What is required: Continue the court opinion on Serrano's convictions, starting right after its final sentence.

(Document extract begins)

Serrano also admitted to Detective Toone that he orally copulated M.R. once, on the Friday before the interview (which was also the day before the November 11, 2017 party). He described the incident as follows: "I performed oral sex on her. Uh, she let me--she would always let me take it off. She would never resist or anything. She was always available. And that day, I wanted to go up to her breasts or to her neck and give her a kiss on the mouth. No, she didn't want to. She just wanted me to be there."
Serrano told Detective Toone that he never threatened M.R., and he told her that she could talk to the police about the incidents. He believed that he and M.R. were both at "fault" but he was "the only guilty one here" because of his age. He added, "But if justice were fair, uh, we would both be at fault." He told Detective Toone that he knew he deserved punishment for what he did to M.R.
Regarding the incident with Leah, Serrano told Detective Toone he was drunk at the party, and he hugged a girl he thought was M.R., but it was Leah. He did not recall grinding his pelvis into the girl's buttocks.
IV. Verdicts
The jury found Serrano guilty of continuous sexual abuse of a child under 14 years of age (Pen. Code, § 288.5, subd. (a); count 3); six counts of lewd act upon a child under 14 years of age (Pen. Code, § 288, subd. (a); counts 1, 2, 4, 6, 8 & 10); one count of lewd act upon a child who is 14 years of age by a person at least 10 years older (Pen. Code, § 288, subd. (c)(1); count 12); four counts of sexual penetration by a foreign object upon a child under 14 years of age by force or duress (Pen. Code, § 289, subd. (a)(1)(B); counts 5, 7, 9 & 11); one count of sexual penetration by a foreign object upon a child 14 years of age or older by force or duress (Pen. Code, § 289, subd. (a)(1)(C); count 13); and one count of oral copulation upon a child 14 years of age or older by force or duress (former Pen. Code, § 288a, subd. (c)(2)(C); count 15). The jury found Serrano not guilty of oral copulation upon a child under 14 years of age by force or duress. (Former Pen. Code, § 288a, subd. (c)(2)(B); count 14.)
Effective January 1, 2019, Penal Code section 288a was recodified at section 287.
We set forth below the terms of Serrano's sentence, in addressing the claim of sentencing error.
At trial, Serrano's counsel conceded that Serrano committed continuous sexual abuse of a child and the lewd act counts. Serrano disputed the counts that required proof of force or duress (counts 5, 7, 9, 11, 13, 14, and 15).

(Document extract ends)
(Recorded information begins)

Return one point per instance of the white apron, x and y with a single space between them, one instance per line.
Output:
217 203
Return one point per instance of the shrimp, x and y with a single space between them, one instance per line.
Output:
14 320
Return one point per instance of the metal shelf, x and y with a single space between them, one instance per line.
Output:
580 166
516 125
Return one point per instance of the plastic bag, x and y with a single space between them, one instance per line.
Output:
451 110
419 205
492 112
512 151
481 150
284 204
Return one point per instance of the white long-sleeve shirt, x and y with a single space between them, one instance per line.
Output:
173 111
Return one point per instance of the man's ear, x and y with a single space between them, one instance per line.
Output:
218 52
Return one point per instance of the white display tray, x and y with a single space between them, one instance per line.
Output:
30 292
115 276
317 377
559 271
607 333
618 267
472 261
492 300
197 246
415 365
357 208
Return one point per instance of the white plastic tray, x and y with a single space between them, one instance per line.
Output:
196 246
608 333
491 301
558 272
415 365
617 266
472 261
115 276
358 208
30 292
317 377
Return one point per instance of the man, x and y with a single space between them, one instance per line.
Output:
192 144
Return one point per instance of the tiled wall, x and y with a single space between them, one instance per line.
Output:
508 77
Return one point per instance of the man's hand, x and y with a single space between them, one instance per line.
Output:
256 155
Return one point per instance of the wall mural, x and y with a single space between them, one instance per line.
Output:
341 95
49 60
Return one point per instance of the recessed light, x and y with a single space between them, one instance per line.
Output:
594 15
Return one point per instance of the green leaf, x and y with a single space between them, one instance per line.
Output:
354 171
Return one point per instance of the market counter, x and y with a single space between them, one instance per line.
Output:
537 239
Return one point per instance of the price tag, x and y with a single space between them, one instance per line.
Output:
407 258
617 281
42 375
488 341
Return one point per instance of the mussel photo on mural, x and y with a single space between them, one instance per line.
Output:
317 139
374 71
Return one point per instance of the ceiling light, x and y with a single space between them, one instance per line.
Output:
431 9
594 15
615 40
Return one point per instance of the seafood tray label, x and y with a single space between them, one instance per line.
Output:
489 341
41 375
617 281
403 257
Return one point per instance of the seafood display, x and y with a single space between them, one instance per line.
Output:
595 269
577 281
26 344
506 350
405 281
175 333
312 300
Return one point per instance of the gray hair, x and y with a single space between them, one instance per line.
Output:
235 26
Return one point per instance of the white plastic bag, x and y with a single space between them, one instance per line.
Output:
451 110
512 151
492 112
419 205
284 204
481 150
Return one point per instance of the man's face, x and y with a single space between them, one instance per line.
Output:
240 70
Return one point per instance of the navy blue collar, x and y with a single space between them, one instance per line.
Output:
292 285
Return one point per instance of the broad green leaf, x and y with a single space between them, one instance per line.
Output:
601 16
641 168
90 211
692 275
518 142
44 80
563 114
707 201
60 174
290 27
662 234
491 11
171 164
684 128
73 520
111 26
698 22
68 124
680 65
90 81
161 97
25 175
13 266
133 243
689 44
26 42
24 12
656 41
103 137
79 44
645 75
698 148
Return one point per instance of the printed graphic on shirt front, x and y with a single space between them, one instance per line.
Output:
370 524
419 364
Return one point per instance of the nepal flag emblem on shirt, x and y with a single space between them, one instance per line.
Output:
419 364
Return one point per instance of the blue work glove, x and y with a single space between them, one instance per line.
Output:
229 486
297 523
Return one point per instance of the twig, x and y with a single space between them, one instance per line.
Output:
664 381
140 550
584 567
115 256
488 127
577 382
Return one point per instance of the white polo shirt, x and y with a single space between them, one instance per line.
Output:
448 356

(Recorded information ends)

Answer box:
DISCUSSION
I. Sufficiency of the Evidence of Duress on Counts 7, 9, 11, 13, and 15
Serrano contends there was insufficient evidence of force or duress presented at trial to support his convictions on counts 7, 9, and 11 for sexual penetration upon a child under 14 years of age (Pen. Code, § 289, subd. (a)(1)(B)); on count 13 for sexual penetration upon a child 14 years of age or older (Pen. Code, § 289, subd. (a)(1)(C)); and on count 15 for oral copulation upon a child 14 years of age or older (former Pen. Code, § 288a, subd. (c)(2)(C)). An element of each of these offenses is that "the act is accomplished against the victim's will by means of force, violence, duress, menace, or fear of immediate and unlawful bodily injury on the victim or another person." (Pen. Code, §§ 289, subd. (a)(1)(B)-(C) & former 288a, subd. (c)(2)(C).)
Serrano does not challenge the sufficiency of the evidence on count 5, which corresponds with M.R.'s testimony regarding the first time Serrano sexually penetrated her with his finger while he held down her legs.
As the trial court instructed the jury in this case, "Duress means a direct or implied threat of force, violence, danger, hardship, or retribution that causes a reasonable person to do or submit to something that he or she would not otherwise do or submit to. When deciding whether the act was accomplished by duress, consider all the circumstances, including the age of the other person and her relationship to the defendant." (CALCRIM Nos. 1015, 1045.)
"The totality of the circumstances includes the victim's age, her relationship to the perpetrator, threats to harm the victim, physically controlling the victim when the victim attempts to resist, warnings to the victim that revealing the molestation would result in jeopardizing the family, and the relative physical vulnerability of the child. [Citations.] The fact that the victim testifies the defendant did not use force or threats does not preclude a finding of duress. [Citation] When the victim is young and is molested by her father in the family home, duress will be present in all but the rarest cases." (People v. Thomas (2017) 15 Cal.App.5th 1063, 1072-1073.)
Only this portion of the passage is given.